____ GIVEN INFORMATION
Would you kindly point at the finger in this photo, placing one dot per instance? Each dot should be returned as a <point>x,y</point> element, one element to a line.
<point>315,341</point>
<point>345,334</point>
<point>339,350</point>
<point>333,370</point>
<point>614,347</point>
________
WHAT TO DO: Please render the lines of the records above as a Markdown table with two columns, "Row" and "Line". Put a row number in the first column and the line in the second, and leave out blank lines.

TASK RESULT:
| Row | Line |
|---|---|
| 1 | Would you kindly point at the finger in this photo, placing one dot per instance? Each dot should be returned as a <point>x,y</point> element, one element to a line. |
| 2 | <point>315,341</point> |
| 3 | <point>345,334</point> |
| 4 | <point>339,350</point> |
| 5 | <point>333,370</point> |
| 6 | <point>614,347</point> |